───── STORED DATA ─────

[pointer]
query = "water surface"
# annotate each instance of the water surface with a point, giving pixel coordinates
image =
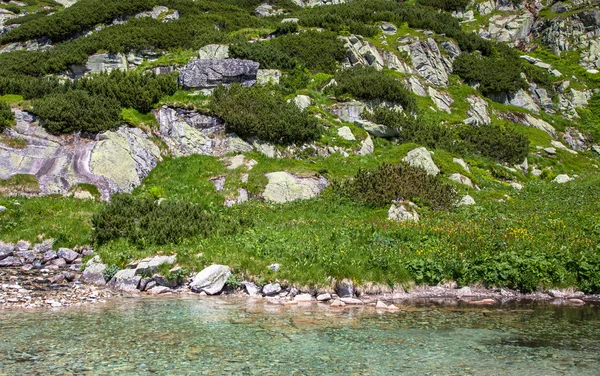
(180, 336)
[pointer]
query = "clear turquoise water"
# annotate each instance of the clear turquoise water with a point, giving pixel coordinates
(189, 336)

─────

=== GOAL ===
Reproduce every line of the records, requests included, but scale each coordinate in the answers by 1.15, rounding to whole numbers with halves rounded up. Omit the pictures.

=== EXERCISE OUTPUT ===
[pointer]
query = "water surface"
# annotate each instance of the water surface with a point, giving pixel coordinates
image =
(207, 386)
[pointer]
query = "clear turquoise water"
# annotate each instance of the clear turquoise water with a point, giving pixel coordinates
(217, 386)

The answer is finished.